## Available data

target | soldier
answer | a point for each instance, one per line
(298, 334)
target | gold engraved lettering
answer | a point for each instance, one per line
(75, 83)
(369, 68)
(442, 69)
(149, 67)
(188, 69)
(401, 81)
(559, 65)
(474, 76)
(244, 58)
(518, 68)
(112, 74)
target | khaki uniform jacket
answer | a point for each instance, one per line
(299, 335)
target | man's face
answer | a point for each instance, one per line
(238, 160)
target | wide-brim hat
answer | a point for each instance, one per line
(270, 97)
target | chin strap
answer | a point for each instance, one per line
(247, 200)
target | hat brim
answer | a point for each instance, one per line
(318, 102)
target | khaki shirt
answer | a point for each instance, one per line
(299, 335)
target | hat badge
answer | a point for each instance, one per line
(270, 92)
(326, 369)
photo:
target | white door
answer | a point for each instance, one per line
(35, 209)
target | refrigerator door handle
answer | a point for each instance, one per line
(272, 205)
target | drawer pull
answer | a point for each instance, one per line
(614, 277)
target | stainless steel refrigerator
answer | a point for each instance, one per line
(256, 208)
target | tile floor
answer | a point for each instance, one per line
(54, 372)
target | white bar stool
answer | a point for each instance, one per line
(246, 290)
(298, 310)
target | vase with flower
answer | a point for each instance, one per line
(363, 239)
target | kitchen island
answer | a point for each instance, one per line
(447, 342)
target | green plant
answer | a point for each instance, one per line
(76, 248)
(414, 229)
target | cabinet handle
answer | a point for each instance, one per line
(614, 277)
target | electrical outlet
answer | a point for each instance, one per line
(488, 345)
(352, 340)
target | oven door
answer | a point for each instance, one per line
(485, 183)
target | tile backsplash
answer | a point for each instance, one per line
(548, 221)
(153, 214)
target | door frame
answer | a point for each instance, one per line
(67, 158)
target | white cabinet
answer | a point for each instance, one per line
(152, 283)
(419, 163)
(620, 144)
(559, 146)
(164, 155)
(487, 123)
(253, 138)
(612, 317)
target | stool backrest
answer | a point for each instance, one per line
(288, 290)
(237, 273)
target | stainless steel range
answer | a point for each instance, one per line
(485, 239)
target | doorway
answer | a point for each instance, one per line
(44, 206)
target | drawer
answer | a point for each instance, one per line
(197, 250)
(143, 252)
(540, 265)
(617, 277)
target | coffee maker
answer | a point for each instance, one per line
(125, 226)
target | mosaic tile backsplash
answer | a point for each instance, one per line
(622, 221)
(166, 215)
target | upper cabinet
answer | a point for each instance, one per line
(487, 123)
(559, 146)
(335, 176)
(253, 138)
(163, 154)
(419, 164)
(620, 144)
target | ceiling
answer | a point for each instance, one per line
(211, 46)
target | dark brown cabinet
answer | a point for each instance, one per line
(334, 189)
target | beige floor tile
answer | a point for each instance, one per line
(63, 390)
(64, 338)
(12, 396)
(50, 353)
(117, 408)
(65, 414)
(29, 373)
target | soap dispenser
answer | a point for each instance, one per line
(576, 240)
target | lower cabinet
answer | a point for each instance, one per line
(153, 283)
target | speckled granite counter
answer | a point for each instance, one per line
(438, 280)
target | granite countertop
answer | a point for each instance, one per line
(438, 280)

## Task requirements
Reproduce all of the items above line for line, changing nothing.

## Response
target | soldier
answer | a point for each instance, one per line
(298, 334)
target | gold engraved lettering
answer | a point for each instance, one per line
(75, 83)
(369, 68)
(442, 69)
(149, 67)
(188, 69)
(401, 81)
(559, 65)
(474, 76)
(244, 58)
(518, 68)
(112, 74)
target | khaki uniform jacket
answer | a point for each instance, one per line
(299, 335)
target | man's face
answer | a point for each instance, one per line
(238, 160)
target | wide-brim hat
answer | a point for each instance, one per line
(270, 97)
target | chin strap
answer | a point for each instance, one per line
(247, 200)
target | hat brim
answer | a point for each instance, one per line
(318, 102)
target | khaki shirt
answer | a point for each instance, one per line
(299, 335)
target | hat badge
answer | a point for each instance, one per line
(270, 92)
(326, 369)
photo:
target | white door
answer | a point for each instance, one per line
(35, 209)
target | refrigerator door handle
answer | a point for each instance, one per line
(272, 205)
target | drawer pull
answer | a point for each instance, one per line
(614, 277)
target | stainless steel refrigerator
answer | a point for each instance, one per line
(256, 208)
target | tile floor
answer | a point for each instance, one per line
(54, 372)
target | white bar stool
answer | a point for each instance, one per line
(246, 290)
(298, 310)
target | vase with flower
answer | a point for each instance, one per line
(363, 239)
target | kitchen island
answer | a point for each instance, one per line
(447, 342)
target | green plant
answer | a point for each instance, one per line
(76, 248)
(414, 229)
target | cabinet handle
answer | a point for each instance, one per line
(614, 277)
target | electrical outlet
answer | a point for each instance, one per line
(488, 345)
(352, 340)
target | oven door
answer | a point for each instance, one per line
(485, 183)
target | tile backsplash
answer | a point for each instance, one per line
(548, 221)
(153, 214)
target | door frame
answer | a point for each instance, one per line
(67, 158)
target | white cabinet
answer | a point for each instance, one per line
(152, 283)
(419, 163)
(620, 144)
(559, 146)
(164, 155)
(487, 123)
(253, 138)
(612, 317)
target | stool backrest
answer | a point for each instance, one per line
(288, 290)
(237, 273)
target | stainless steel range
answer | a point for each instance, one per line
(485, 239)
target | doorway
answer | a point for each instance, one per line
(44, 206)
target | drawer
answer | a point for each instance, one per line
(197, 250)
(143, 252)
(540, 265)
(617, 277)
target | coffee maker
answer | a point for each instance, one per line
(125, 226)
target | mosaic tile backsplash
answer | a point for each instance, one per line
(622, 221)
(166, 215)
target | upper cabinet
answer | a point for each instance, one per line
(487, 123)
(559, 146)
(335, 176)
(253, 138)
(163, 154)
(419, 164)
(620, 144)
target | ceiling
answer | a point for each instance, one per line
(211, 46)
target | dark brown cabinet
answer | a point for each instance, one per line
(334, 189)
target | beige floor tile
answer | a point for each instance, one per line
(63, 390)
(64, 338)
(12, 396)
(50, 353)
(117, 408)
(65, 414)
(29, 373)
target | soap dispenser
answer | a point for each instance, one per line
(576, 240)
target | lower cabinet
answer | a point for each instance, one per line
(153, 283)
target | speckled granite counter
answer | a point for each instance, one per line
(438, 280)
target | granite countertop
answer | a point for each instance, one per line
(438, 280)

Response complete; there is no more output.